• _REQUIREMENTS_:
Present the stretch of the material from the line containing "For the shot-chart build, locate every instance of the goal" through the line containing "(1236, 202)" as a Markdown table with the columns No. and Entry, one row per line and blank lines omitted.
╭─ DATASET EXCERPTS
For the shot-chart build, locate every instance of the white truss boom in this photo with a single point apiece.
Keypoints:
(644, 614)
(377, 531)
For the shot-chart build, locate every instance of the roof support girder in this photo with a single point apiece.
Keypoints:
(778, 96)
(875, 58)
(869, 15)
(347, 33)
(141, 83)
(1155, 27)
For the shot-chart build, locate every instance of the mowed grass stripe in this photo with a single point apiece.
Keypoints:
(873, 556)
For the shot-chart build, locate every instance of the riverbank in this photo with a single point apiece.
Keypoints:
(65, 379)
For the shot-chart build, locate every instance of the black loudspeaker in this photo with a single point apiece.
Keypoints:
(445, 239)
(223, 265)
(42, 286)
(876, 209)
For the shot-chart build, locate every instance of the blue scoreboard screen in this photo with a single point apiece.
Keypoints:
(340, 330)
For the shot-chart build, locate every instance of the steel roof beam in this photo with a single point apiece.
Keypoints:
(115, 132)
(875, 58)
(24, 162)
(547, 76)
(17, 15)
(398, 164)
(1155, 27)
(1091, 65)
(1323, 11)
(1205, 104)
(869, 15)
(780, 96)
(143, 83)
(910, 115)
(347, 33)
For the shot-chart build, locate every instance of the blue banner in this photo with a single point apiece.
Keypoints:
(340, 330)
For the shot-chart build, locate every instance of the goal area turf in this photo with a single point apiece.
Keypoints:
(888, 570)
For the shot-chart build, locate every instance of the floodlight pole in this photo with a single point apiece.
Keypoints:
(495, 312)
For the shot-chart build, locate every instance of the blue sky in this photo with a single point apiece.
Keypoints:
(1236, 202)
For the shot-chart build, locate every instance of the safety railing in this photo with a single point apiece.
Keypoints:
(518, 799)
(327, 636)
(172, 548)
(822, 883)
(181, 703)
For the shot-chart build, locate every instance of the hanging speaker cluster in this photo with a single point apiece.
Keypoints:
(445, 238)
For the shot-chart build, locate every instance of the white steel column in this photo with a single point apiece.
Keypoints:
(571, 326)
╰─
• _ANSWER TO THE PROBLEM_:
| No. | Entry |
|---|---|
| 1 | For the shot-chart build, locate every instance of the goal area turf in this photo with a single point apiece. |
| 2 | Keypoints: |
| 3 | (888, 570) |
| 4 | For the shot-chart build, locate every instance of the floodlight pole in this photo with a single point apiece. |
| 5 | Keypoints: |
| 6 | (495, 312) |
| 7 | For the shot-chart build, locate every instance of the blue sky in this photo with a single point apiece. |
| 8 | Keypoints: |
| 9 | (1236, 202) |